» **EXERCISE**:
Word for word, copy all of the entries.

+--

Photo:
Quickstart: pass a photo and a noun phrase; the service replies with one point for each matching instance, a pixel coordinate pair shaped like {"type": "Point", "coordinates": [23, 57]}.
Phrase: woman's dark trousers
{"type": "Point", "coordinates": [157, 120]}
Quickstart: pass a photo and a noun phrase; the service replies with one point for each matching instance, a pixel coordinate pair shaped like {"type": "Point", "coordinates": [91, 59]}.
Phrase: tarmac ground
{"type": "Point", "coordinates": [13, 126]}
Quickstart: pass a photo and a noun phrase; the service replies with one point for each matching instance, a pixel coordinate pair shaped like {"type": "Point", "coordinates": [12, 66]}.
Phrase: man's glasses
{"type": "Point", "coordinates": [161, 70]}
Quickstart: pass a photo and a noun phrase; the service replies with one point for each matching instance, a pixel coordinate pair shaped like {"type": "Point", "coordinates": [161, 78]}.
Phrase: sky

+--

» **ANSWER TO THIS PROBLEM**:
Photo:
Quickstart: pass a photo and a noun phrase; the service replies with one point for each matching instance, a pixel coordinate pair shaped like {"type": "Point", "coordinates": [23, 57]}.
Phrase: woman's dark trousers
{"type": "Point", "coordinates": [157, 120]}
Quickstart: pass a photo and a noun phrase; the service replies with one point for each matching instance, a pixel coordinate pair shaped like {"type": "Point", "coordinates": [91, 59]}.
Phrase: tarmac ground
{"type": "Point", "coordinates": [13, 126]}
Quickstart: pass a photo and a noun phrase; the service replies with one point for each matching instance, a pixel coordinate pair shaped like {"type": "Point", "coordinates": [12, 66]}.
Phrase: man's glasses
{"type": "Point", "coordinates": [161, 70]}
Quickstart: pass a photo and a noun phrase; the service replies with one point for each matching instance, a pixel coordinate pair shaped like {"type": "Point", "coordinates": [161, 78]}.
Phrase: sky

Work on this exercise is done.